■ RECORD EXTRACTS ■
━━━━━━━━━━━━━━━━━━━━

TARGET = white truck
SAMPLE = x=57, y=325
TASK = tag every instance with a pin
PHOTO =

━━━━━━━━━━━━━━━━━━━━

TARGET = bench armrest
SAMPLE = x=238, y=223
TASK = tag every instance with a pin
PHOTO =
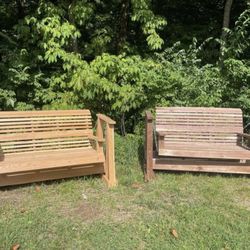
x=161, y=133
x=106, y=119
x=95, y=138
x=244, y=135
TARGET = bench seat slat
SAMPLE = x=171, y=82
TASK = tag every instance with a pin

━━━━━━━━━━━━━━━━━━━━

■ PROBLEM STATEMENT ■
Show every line in the listing above that contains the string "TARGET". Case counts.

■ TASK RESULT ■
TARGET = white truck
TARGET = bench armrest
TARGET = bench seat slat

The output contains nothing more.